• **Geëxtraheerde tekst**

────────────────

Algemeen

De beoordeling van de discipline lucht heeft als doel om de bijdrage van het plan/project aan de luchtkwaliteitsdoelstellingen en -normen in beeld te brengen en op basis hiervan al dan niet milderende maatregelen voor te stellen.

Een degelijk uitgewerkte beoordeling is ook noodzakelijk om bij de verdere besluitvorming op een objectieve en transparante manier verschillende alternatieven met elkaar te kunnen vergelijken en hieruit conclusies te trekken. Dit kan enkel wanneer alle alternatieven op dezelfde manier beschreven werden en de voorkomende effectgroepen op dezelfde wijze werden uitgedrukt. De beoordeling moet hierbij niet bijgesteld worden om voor de verschillende alternatieven tot een onderscheidende bijdrage aan de luchtkwaliteitsdoelstellingen en -normen te komen. Het is mogelijk dat alle alternatieven een identieke bijdrage hebben.

Ook wanneer er geen alternatieven zijn, is het belangrijk dat de beoordeling op een gestandaardiseerde manier gebeurt voor alle plannen en projecten.

────────────────

• **Gegevens**
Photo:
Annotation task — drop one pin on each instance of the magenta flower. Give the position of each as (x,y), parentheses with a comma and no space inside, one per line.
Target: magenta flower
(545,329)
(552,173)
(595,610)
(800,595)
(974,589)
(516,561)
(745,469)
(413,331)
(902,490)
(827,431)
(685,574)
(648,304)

────────────────

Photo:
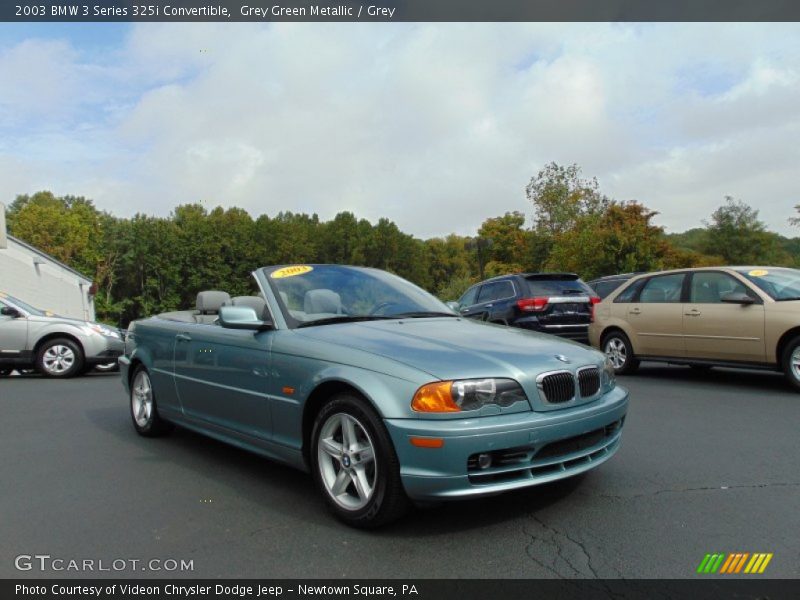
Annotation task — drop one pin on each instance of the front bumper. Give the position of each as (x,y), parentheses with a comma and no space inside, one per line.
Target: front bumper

────────────────

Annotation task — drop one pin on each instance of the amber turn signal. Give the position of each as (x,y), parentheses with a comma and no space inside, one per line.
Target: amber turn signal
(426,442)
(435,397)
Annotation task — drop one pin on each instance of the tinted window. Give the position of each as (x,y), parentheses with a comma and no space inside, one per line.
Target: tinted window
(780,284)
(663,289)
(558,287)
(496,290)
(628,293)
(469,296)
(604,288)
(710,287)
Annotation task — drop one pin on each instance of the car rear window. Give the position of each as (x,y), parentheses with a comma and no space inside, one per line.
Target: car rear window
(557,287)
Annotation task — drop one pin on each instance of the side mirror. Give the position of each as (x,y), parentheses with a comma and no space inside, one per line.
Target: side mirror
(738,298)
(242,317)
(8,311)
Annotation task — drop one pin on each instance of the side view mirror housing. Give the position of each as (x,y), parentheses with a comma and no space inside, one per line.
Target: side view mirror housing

────────────────

• **Opdracht 1**
Beantwoord de volgende vragen over de tekst over de beoordeling van de discipline lucht.
(a) Wat is het doel van de beoordeling van de discipline lucht?
(b) Wanneer is een objectieve vergelijking van alternatieven alleen mogelijk?
(c) Hoe moet de beoordeling gebeuren als er geen alternatieven zijn?
• **Opdracht 2**
Vat de tekst over de beoordeling van de discipline lucht graag samen in twee zinnen.
• **Opdracht 3**
Schrijf uit de tekst over de beoordeling van de discipline lucht de passage van "Een degelijk uitgewerkte" tot en met "plannen en projecten." woordelijk over.

• **Uitwerking 1**
(a) De bijdrage van het plan/project aan de luchtkwaliteitsdoelstellingen en -normen in beeld brengen en op basis daarvan al dan niet milderende maatregelen voorstellen.
(b) Alleen wanneer alle alternatieven op dezelfde manier beschreven zijn en de voorkomende effectgroepen op dezelfde wijze uitgedrukt zijn.
(c) Op een gestandaardiseerde manier, voor alle plannen en projecten.

• **Uitwerking 2**
De beoordeling van de discipline lucht brengt de bijdrage van een plan of project aan de luchtkwaliteitsdoelstellingen en -normen in beeld, zodat al dan niet milderende maatregelen kunnen worden voorgesteld. Ze moet voor alle alternatieven, en ook zonder alternatieven voor alle plannen en projecten, op dezelfde gestandaardiseerde manier gebeuren, zodat alternatieven objectief en transparant vergeleken kunnen worden, ook als hun bijdrage identiek is.

• **Uitwerking 3**
Een degelijk uitgewerkte beoordeling is ook noodzakelijk om bij de verdere besluitvorming op een objectieve en transparante manier verschillende alternatieven met elkaar te kunnen vergelijken en hieruit conclusies te trekken. Dit kan enkel wanneer alle alternatieven op dezelfde manier beschreven werden en de voorkomende effectgroepen op dezelfde wijze werden uitgedrukt. De beoordeling moet hierbij niet bijgesteld worden om voor de verschillende alternatieven tot een onderscheidende bijdrage aan de luchtkwaliteitsdoelstellingen en -normen te komen. Het is mogelijk dat alle alternatieven een identieke bijdrage hebben.

Ook wanneer er geen alternatieven zijn, is het belangrijk dat de beoordeling op een gestandaardiseerde manier gebeurt voor alle plannen en projecten.